What you need to do:
Take the data below and repeat it exactly.
--
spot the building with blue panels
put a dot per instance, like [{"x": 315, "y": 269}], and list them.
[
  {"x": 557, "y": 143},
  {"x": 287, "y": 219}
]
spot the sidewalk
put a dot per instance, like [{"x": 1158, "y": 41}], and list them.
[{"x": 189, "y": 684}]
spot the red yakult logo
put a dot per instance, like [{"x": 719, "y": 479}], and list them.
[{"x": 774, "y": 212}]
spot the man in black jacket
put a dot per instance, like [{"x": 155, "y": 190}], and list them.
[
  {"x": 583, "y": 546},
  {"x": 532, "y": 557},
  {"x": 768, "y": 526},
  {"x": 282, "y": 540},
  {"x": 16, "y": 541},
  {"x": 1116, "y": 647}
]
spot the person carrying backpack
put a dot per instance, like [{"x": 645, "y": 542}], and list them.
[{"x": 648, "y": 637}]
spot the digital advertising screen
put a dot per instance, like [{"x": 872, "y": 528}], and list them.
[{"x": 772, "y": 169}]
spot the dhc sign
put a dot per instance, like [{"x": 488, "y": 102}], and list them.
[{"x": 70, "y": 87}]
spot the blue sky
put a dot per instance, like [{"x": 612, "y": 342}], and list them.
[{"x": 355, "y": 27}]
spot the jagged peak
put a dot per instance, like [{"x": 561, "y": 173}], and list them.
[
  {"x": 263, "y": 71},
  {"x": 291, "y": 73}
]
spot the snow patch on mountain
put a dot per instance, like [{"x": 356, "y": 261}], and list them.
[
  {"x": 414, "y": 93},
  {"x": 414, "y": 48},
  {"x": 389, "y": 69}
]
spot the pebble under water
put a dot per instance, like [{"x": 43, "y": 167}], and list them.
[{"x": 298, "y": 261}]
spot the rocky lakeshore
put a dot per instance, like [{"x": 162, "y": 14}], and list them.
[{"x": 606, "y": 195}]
--
Solution to the problem:
spot the building with blue panels
put a dot per instance, like [{"x": 315, "y": 269}], and list them.
[
  {"x": 557, "y": 143},
  {"x": 287, "y": 219}
]
spot the sidewalk
put a dot per instance, like [{"x": 1158, "y": 41}], and list them.
[{"x": 189, "y": 684}]
spot the red yakult logo
put a dot per instance, like [{"x": 719, "y": 479}], and list them.
[{"x": 774, "y": 212}]
spot the man in black jacket
put a dot per instance, like [{"x": 155, "y": 190}], and list them.
[
  {"x": 583, "y": 546},
  {"x": 532, "y": 557},
  {"x": 768, "y": 526},
  {"x": 282, "y": 540},
  {"x": 16, "y": 541},
  {"x": 1116, "y": 647}
]
spot the person carrying backpack
put a dot per instance, like [{"x": 645, "y": 542}], and list them.
[{"x": 648, "y": 637}]
spot the digital advertising screen
put a dot per instance, like [{"x": 872, "y": 528}], and list them.
[{"x": 772, "y": 169}]
spot the dhc sign
put a dot per instance, like [{"x": 488, "y": 102}], and list them.
[{"x": 70, "y": 87}]
spot the blue sky
put a dot per instance, like [{"x": 612, "y": 342}], and list them.
[{"x": 355, "y": 27}]
spot the jagged peak
put a dot per instance, like [{"x": 561, "y": 173}], and list them.
[
  {"x": 263, "y": 71},
  {"x": 291, "y": 73}
]
spot the snow patch on mountain
put a dot per instance, like [{"x": 356, "y": 261}], and list them.
[
  {"x": 414, "y": 93},
  {"x": 414, "y": 48},
  {"x": 389, "y": 69}
]
spot the pebble under water
put a dot per instance, like [{"x": 43, "y": 167}], and list them.
[{"x": 298, "y": 261}]
spot the rocky lakeshore
put a dot per instance, like [{"x": 162, "y": 14}], and list them.
[{"x": 606, "y": 195}]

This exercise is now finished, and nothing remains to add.